**** RECORDS TO USE ****

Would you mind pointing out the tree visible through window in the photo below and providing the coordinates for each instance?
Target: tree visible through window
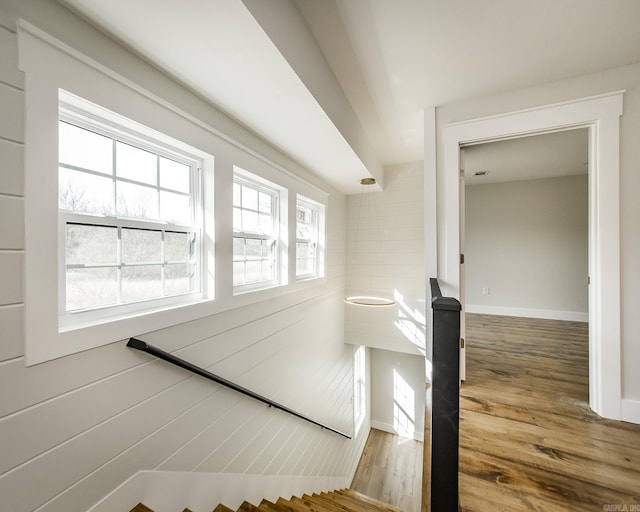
(128, 212)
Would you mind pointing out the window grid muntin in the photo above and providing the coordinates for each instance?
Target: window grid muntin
(193, 227)
(270, 238)
(158, 152)
(310, 242)
(119, 265)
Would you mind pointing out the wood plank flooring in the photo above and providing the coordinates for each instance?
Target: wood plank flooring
(390, 470)
(528, 440)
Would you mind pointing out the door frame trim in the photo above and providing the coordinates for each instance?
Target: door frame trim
(601, 115)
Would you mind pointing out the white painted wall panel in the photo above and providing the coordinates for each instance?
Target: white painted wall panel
(12, 120)
(11, 165)
(81, 425)
(11, 222)
(9, 73)
(11, 265)
(12, 329)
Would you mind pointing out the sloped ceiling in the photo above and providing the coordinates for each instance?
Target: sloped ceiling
(341, 85)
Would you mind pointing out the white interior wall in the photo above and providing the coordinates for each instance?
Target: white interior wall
(526, 248)
(75, 428)
(625, 78)
(385, 257)
(398, 393)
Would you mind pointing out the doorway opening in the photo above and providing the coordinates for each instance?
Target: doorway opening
(600, 115)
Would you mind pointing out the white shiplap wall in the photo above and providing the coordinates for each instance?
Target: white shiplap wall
(73, 429)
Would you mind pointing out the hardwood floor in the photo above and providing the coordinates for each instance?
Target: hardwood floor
(528, 440)
(390, 470)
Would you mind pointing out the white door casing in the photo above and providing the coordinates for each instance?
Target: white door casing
(601, 115)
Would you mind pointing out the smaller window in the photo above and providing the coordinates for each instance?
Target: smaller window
(307, 238)
(255, 234)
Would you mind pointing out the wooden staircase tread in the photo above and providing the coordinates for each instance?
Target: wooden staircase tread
(315, 504)
(222, 508)
(247, 507)
(268, 506)
(334, 503)
(141, 508)
(290, 506)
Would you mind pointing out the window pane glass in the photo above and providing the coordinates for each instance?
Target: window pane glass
(175, 175)
(238, 248)
(139, 283)
(238, 273)
(91, 287)
(249, 198)
(137, 201)
(87, 193)
(91, 245)
(177, 279)
(136, 164)
(265, 202)
(141, 246)
(250, 222)
(237, 220)
(254, 249)
(175, 207)
(177, 246)
(237, 196)
(267, 270)
(82, 148)
(253, 272)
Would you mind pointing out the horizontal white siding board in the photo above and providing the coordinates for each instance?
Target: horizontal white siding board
(219, 426)
(9, 59)
(30, 432)
(11, 269)
(271, 447)
(11, 222)
(44, 381)
(11, 168)
(12, 329)
(12, 120)
(90, 450)
(227, 450)
(247, 454)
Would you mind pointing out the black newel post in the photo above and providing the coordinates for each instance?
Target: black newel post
(445, 389)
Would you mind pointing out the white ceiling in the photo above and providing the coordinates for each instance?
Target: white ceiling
(550, 155)
(390, 59)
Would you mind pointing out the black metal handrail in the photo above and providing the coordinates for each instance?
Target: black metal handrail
(445, 393)
(170, 358)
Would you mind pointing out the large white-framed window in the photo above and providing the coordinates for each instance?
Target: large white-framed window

****

■ WHAT THE TASK REQUIRES
Put the stretch from the line containing "Would you mind pointing out the large" through the end of the records above into a Markdown table with the columns Row and Line, numbering each line and leaving out any blank lines.

■ OUTPUT BELOW
| Row | Line |
|---|---|
| 1 | Would you mind pointing out the large white-framed window in the photo above and providing the coordinates for each instance? |
| 2 | Target: large white-framed window |